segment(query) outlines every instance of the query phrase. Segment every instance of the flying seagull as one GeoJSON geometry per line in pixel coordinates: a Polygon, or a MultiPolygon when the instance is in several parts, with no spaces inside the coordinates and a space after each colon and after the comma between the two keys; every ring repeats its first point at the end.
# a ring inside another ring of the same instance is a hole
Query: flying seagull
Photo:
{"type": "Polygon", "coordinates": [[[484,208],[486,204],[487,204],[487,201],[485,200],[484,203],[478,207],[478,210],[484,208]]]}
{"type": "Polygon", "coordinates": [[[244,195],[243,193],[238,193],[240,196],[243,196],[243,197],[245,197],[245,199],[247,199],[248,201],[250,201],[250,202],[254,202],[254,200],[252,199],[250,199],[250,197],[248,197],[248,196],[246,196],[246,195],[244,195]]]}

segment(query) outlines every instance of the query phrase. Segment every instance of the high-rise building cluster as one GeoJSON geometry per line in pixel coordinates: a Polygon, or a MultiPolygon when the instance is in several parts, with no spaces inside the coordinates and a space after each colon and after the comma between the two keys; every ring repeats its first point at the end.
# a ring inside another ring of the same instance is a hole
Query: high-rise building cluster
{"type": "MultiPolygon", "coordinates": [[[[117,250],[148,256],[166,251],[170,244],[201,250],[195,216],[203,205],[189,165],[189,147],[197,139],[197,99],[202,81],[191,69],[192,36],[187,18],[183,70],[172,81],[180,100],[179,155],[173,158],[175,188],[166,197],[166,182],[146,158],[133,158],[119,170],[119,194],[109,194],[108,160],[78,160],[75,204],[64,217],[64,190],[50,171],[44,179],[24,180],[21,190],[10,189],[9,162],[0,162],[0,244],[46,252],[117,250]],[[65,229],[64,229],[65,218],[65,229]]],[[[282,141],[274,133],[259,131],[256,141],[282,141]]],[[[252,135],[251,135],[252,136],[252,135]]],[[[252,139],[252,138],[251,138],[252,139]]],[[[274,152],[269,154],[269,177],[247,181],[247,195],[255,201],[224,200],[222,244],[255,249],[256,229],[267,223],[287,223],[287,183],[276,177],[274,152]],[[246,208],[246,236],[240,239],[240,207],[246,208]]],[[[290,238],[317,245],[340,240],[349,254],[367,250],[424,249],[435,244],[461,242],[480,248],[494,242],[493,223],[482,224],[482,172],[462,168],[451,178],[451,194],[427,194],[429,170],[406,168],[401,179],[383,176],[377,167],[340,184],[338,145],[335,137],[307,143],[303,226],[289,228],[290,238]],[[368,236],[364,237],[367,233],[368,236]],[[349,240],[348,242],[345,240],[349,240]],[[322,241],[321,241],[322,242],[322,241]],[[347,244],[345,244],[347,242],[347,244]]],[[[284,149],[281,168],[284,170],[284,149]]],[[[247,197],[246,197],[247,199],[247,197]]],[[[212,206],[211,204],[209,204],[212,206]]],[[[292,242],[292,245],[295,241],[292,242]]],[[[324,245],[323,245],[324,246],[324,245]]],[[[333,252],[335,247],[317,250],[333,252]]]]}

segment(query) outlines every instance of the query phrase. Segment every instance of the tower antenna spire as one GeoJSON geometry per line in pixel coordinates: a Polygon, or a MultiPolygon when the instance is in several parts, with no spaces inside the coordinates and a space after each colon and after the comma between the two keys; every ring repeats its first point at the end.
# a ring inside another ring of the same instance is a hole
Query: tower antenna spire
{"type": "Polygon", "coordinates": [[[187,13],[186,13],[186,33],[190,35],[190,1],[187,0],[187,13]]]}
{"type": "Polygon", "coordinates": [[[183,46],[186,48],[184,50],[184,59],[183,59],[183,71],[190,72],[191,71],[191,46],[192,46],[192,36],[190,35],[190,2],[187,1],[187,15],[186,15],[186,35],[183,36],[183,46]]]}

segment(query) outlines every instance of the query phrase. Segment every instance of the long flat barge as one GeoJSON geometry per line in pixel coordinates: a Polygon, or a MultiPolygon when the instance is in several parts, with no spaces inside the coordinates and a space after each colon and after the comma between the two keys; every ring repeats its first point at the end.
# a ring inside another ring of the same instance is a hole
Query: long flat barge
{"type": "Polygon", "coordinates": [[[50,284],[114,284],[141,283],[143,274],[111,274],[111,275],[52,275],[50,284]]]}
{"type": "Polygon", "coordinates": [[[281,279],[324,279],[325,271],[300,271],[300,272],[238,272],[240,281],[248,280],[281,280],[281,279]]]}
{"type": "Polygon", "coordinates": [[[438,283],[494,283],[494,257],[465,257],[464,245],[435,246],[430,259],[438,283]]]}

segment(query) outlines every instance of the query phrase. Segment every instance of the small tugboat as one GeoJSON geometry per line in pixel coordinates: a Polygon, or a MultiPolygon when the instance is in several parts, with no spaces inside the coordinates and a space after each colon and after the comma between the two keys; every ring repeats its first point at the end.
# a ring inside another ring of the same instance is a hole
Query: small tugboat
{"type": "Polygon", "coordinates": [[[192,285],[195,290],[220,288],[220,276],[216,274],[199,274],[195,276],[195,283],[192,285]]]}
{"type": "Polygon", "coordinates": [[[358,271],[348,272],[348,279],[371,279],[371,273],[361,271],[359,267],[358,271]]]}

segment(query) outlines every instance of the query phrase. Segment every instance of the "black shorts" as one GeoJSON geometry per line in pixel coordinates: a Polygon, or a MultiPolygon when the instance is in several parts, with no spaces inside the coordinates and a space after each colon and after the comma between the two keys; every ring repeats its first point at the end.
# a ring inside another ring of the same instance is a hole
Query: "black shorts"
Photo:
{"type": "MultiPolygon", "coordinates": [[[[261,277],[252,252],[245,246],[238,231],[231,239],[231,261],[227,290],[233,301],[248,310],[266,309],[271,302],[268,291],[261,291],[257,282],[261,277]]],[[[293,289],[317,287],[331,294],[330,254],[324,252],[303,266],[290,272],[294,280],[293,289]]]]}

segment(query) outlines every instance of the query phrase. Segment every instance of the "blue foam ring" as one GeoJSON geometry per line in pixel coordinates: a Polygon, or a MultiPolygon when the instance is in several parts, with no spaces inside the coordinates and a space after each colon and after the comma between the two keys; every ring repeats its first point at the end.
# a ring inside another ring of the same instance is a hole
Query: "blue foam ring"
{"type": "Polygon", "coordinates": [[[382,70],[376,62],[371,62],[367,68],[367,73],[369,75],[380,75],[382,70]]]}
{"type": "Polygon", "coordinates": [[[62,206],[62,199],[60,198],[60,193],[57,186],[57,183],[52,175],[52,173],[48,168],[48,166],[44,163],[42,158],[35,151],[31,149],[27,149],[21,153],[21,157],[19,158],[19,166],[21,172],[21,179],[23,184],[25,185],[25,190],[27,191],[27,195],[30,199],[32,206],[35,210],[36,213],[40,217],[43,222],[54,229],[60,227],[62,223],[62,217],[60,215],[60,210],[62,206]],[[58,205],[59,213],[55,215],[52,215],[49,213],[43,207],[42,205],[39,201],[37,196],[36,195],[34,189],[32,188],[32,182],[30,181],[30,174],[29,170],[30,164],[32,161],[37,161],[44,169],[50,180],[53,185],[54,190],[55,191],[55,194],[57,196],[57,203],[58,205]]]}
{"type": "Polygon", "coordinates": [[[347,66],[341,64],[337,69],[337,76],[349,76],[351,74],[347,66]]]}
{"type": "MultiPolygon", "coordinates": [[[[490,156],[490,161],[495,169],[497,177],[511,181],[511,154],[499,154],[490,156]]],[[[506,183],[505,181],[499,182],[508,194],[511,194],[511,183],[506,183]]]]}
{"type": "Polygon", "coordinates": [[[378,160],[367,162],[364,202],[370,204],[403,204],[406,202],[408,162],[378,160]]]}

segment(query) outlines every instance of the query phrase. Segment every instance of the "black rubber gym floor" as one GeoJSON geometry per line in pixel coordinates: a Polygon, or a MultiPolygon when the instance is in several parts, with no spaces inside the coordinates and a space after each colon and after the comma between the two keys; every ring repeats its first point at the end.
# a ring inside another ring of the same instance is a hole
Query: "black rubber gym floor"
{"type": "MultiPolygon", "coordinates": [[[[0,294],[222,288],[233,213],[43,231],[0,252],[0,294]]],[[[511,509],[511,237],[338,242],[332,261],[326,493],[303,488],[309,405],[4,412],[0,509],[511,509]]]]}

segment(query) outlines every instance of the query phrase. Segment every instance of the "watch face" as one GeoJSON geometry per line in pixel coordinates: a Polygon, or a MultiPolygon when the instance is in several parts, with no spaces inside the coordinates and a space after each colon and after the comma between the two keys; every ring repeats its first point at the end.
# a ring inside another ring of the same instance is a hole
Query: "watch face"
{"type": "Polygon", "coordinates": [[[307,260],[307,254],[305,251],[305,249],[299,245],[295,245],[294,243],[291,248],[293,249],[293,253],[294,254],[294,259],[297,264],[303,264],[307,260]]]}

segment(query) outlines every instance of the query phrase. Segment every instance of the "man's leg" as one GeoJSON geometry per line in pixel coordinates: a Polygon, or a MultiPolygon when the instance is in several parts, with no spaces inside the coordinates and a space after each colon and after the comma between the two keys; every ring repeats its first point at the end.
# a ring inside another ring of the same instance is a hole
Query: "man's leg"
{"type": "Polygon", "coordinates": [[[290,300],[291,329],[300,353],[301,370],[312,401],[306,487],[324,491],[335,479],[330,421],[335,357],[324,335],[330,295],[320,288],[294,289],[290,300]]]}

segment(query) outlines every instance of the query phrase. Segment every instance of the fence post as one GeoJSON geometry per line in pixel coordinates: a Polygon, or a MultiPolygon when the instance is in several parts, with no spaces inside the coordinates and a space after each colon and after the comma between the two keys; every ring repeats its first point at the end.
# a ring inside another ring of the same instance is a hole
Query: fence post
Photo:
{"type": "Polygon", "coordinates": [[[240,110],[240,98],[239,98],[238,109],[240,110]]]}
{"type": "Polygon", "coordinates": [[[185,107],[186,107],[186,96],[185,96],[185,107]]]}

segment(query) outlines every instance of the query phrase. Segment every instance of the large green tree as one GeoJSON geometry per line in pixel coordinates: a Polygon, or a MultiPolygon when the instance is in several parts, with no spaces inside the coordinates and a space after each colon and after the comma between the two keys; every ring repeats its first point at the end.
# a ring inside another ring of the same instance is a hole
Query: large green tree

++++++++++++++++++++

Show each line above that contains the string "floor", copied in full. Case counts.

segment(query) outlines every instance of the query phrase. Segment every instance of the "black rubber gym floor" as one GeoJSON geometry per line in pixel coordinates: a Polygon, or a MultiPolygon when the instance is in several parts, with no spaces inside the coordinates and a space after each colon and after the comma between the two keys; every ring repeats its first point at the end.
Query: "black rubber gym floor"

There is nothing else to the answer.